Exercise objective —
Summarize the text about Lake George and Botany Bay in two sentences.

Text provided —
---------------
Lake George by Joseph Lycett 1825

  

CONFESSION:  Yes I collect colonial prints, and especially love Joseph Lycett.  I recently went to Canberra and have always looked forward to driving along side Lake George, which has always mysteriously filled and emptied. I confess Iwas horrified to see wind farm turbines on the horizon, and was equally surprised by my reaction, as I am of course an ardent supporter of alternative energies. The “visual pollution” of this particularly scenic view made me think of the compromises ahead, and at what price sustainability? I was going to Canberra for the opening of the most magnificent exhibition LIFE, DEATH & MAGIC , 2000 Years of Southeast Asian Ancestral Art.  Drawn from major collections around the world by the National Gallery of Australia ,  these items will probably never be assembled together again. 

  

Botany Bay 2010 by Micky Allan and Steenus von Steensen

   

BOTANY BAY: In 2008 I curated an exhibition Lines in the Sand, Botany Bay Stories from 1770 and 1788, which examined our foundational narratives and the first European/Aboriginal encounters from Captain Cook’s visit, and the First Fleet. The exhibition contained both colonial material and contemporary art works, and I emphasised the overlooked Aboriginal perspective on these events. Recently I co-curated Shifting Sands, Botany Bay Today, also at the Hazelhurst Regional Gallery  in south Sydney and currently on show, and a group of very interesting and diverse artists were asked to respond to the social, cultural and environmental history and development of Botany Bay. It reminded me of the important role of artists – as interpreters and visionaries. For more information about the exhibition and the viewing the online catalogue ( and my Introduction) visit Shifting Sands, Botany Bay Today

 

Free Tony the Tiger!
---------------
Dataset excerpt —
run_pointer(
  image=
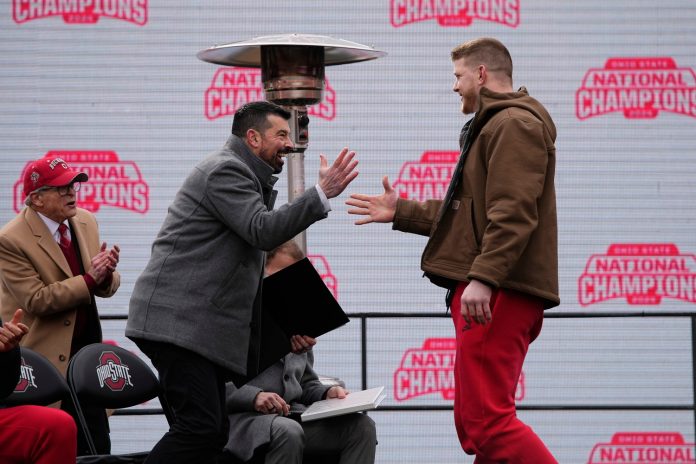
---------------
Exercise solution —
On a trip to Canberra, the writer, a collector of colonial prints and a supporter of alternative energies, was horrified to see wind farm turbines on the horizon near Lake George while traveling to the opening of the exhibition LIFE, DEATH & MAGIC, assembled by the National Gallery of Australia. The writer also curated Lines in the Sand in 2008, which examined the first European/Aboriginal encounters at Botany Bay, and co-curated Shifting Sands, Botany Bay Today at the Hazelhurst Regional Gallery, where diverse artists responded to the bay's social, cultural and environmental history and development.